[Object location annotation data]
»»

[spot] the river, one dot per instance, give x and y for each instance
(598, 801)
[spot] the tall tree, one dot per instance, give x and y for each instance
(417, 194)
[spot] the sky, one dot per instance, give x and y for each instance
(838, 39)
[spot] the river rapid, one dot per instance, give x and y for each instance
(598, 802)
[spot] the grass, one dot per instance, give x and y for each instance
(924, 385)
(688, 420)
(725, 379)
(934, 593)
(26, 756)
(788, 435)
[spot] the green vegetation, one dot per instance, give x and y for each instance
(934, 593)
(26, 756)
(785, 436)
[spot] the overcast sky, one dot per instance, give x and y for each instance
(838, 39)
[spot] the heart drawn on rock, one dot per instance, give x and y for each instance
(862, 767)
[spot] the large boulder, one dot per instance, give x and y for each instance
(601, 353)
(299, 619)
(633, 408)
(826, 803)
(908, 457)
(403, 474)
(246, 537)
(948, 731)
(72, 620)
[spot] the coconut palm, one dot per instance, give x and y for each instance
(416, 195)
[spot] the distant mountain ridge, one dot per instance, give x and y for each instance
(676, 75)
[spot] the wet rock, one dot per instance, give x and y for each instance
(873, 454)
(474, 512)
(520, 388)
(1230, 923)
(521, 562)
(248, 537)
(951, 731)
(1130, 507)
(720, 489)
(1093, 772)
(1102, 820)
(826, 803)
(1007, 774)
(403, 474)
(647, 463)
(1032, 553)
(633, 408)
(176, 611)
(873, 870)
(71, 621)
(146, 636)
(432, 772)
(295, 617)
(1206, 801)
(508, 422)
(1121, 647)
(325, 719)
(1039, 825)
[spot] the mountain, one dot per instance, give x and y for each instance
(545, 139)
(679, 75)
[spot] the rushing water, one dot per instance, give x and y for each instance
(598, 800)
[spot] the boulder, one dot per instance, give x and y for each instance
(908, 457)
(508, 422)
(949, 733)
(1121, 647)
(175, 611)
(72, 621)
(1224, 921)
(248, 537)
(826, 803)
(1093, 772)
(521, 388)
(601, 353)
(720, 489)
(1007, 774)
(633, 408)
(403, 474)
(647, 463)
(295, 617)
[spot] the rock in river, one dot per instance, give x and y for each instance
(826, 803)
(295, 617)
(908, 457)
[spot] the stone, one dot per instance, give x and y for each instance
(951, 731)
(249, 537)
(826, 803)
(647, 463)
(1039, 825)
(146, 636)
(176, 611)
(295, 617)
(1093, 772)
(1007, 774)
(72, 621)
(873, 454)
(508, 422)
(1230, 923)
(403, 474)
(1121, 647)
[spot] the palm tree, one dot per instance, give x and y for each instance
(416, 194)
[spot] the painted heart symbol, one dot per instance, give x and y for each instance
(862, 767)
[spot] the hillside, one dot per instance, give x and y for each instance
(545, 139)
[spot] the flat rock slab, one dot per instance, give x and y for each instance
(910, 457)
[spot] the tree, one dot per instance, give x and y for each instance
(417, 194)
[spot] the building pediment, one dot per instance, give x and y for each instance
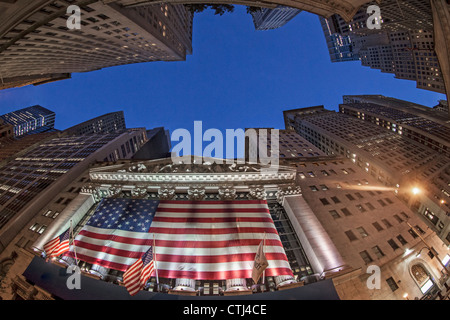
(208, 171)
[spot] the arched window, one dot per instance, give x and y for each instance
(422, 277)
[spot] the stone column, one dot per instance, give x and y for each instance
(184, 284)
(284, 280)
(237, 284)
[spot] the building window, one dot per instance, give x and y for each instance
(378, 252)
(370, 206)
(334, 214)
(387, 223)
(335, 200)
(349, 197)
(392, 284)
(47, 213)
(399, 220)
(401, 240)
(351, 236)
(365, 256)
(41, 229)
(377, 226)
(414, 235)
(393, 244)
(362, 232)
(346, 212)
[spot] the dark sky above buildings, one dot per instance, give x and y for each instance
(236, 78)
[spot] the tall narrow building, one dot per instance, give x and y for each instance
(400, 145)
(268, 19)
(403, 46)
(34, 119)
(35, 174)
(37, 45)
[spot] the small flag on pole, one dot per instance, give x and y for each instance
(139, 272)
(260, 263)
(58, 245)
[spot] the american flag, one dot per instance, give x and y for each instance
(58, 245)
(209, 240)
(139, 272)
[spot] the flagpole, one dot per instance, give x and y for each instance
(156, 262)
(264, 244)
(73, 243)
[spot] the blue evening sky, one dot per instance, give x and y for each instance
(237, 77)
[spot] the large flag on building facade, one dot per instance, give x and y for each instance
(58, 245)
(139, 272)
(202, 240)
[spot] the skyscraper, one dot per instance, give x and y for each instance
(29, 120)
(107, 123)
(38, 47)
(404, 46)
(397, 143)
(34, 175)
(267, 19)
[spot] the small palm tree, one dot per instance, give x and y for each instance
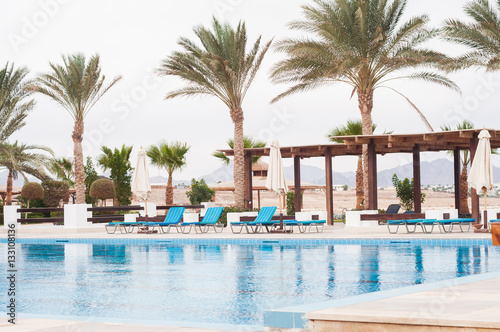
(62, 168)
(14, 100)
(482, 35)
(353, 127)
(171, 157)
(248, 143)
(364, 44)
(222, 68)
(465, 159)
(25, 160)
(76, 85)
(118, 162)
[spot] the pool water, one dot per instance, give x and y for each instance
(221, 284)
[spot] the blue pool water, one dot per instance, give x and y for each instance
(221, 283)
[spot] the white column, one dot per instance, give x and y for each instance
(10, 216)
(75, 216)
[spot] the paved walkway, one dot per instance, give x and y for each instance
(473, 296)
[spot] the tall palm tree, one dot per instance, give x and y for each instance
(171, 157)
(248, 143)
(14, 100)
(76, 85)
(222, 68)
(465, 159)
(25, 160)
(62, 168)
(353, 127)
(118, 162)
(482, 35)
(364, 44)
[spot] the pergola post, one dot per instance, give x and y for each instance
(329, 187)
(248, 182)
(417, 192)
(473, 193)
(456, 176)
(296, 177)
(372, 176)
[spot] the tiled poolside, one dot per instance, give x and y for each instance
(468, 305)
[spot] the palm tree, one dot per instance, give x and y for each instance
(62, 168)
(465, 159)
(222, 68)
(482, 35)
(76, 85)
(25, 160)
(248, 143)
(118, 162)
(354, 127)
(14, 102)
(364, 44)
(171, 157)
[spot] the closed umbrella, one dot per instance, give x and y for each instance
(141, 185)
(276, 180)
(481, 171)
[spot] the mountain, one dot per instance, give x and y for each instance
(19, 182)
(436, 172)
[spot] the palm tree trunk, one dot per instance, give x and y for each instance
(239, 159)
(365, 103)
(9, 188)
(78, 155)
(169, 192)
(464, 191)
(359, 183)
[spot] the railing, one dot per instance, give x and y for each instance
(55, 220)
(121, 217)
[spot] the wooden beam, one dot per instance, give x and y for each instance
(329, 187)
(456, 176)
(296, 178)
(372, 177)
(473, 193)
(417, 193)
(248, 182)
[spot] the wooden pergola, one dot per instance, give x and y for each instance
(455, 141)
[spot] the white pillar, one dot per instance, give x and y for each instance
(151, 210)
(10, 216)
(75, 216)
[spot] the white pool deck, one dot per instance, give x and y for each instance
(469, 306)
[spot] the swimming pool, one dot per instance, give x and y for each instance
(216, 283)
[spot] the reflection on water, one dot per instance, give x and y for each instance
(230, 284)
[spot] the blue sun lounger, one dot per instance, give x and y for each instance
(305, 225)
(450, 223)
(262, 220)
(424, 223)
(172, 219)
(210, 219)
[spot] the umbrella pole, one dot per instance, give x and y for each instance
(485, 221)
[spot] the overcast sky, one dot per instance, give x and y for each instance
(132, 38)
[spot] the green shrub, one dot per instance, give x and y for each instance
(404, 191)
(290, 202)
(200, 192)
(102, 189)
(54, 192)
(32, 191)
(90, 177)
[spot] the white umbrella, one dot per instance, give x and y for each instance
(141, 185)
(481, 172)
(276, 180)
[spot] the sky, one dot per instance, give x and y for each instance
(132, 37)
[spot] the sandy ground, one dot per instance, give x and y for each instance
(315, 200)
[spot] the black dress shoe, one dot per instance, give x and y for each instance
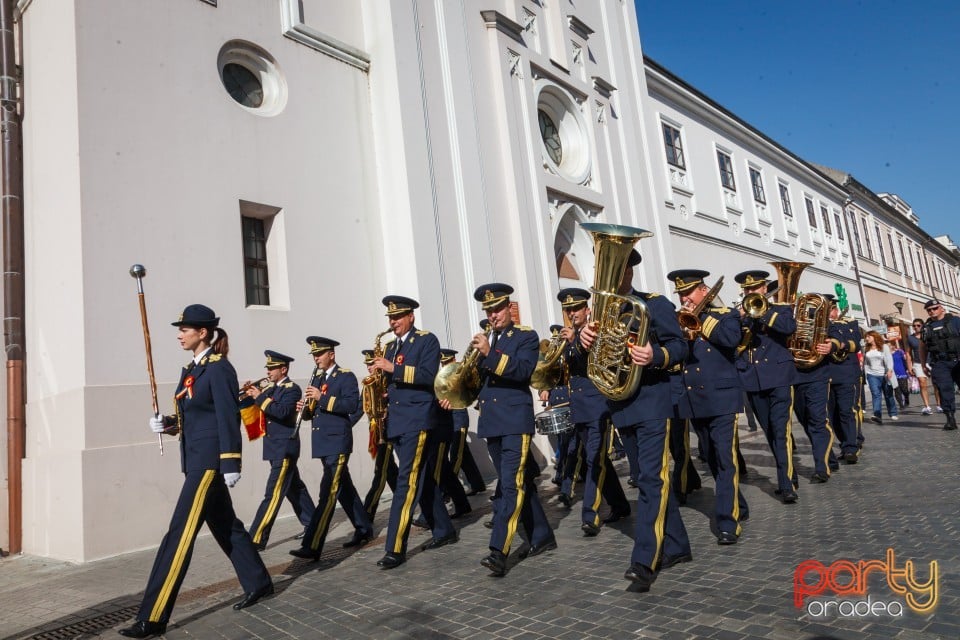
(358, 540)
(641, 576)
(496, 562)
(537, 549)
(616, 516)
(253, 597)
(306, 553)
(668, 561)
(144, 629)
(436, 543)
(726, 538)
(391, 560)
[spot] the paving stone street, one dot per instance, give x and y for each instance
(904, 495)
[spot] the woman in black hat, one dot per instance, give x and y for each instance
(208, 421)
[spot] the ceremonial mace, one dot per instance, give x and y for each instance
(138, 271)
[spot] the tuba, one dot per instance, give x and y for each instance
(620, 321)
(549, 370)
(811, 310)
(459, 382)
(690, 320)
(374, 395)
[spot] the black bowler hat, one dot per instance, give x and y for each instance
(753, 278)
(199, 316)
(492, 295)
(399, 305)
(319, 345)
(276, 359)
(686, 279)
(573, 297)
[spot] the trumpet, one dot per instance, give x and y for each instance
(459, 382)
(261, 384)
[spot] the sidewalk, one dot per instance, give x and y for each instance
(903, 495)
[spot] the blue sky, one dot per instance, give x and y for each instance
(869, 87)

««

● **STATED TASK**: In the listing above, find the line with "[spot] the paving" and set down that line and all after it exactly, through the final line.

● **OUTPUT FOR THIS EXERCISE**:
[spot] the paving stone street, one dot per instance, give x and y for each instance
(904, 495)
[spot] the woman in black hat, one dot per instance, give x and y for each instance
(208, 421)
[spot] the ceremonial mace, one dot per instance, give x and y for each instance
(138, 271)
[spot] the tuba, one dot per instance, give x and y for each instance
(620, 321)
(549, 370)
(811, 310)
(459, 382)
(690, 320)
(374, 395)
[spot] the black bowler hat, one dot per instance, give x and y for each instance
(753, 278)
(199, 316)
(492, 295)
(399, 305)
(319, 345)
(276, 359)
(686, 279)
(573, 297)
[spot] the trumpet, one dot per instance, give x and y for each instance
(459, 382)
(261, 384)
[spot] the sidewalk, one dot per instance, give x and y for each instance
(903, 495)
[spot] the blue sky, one dot per instance, give x and y for each instance
(869, 87)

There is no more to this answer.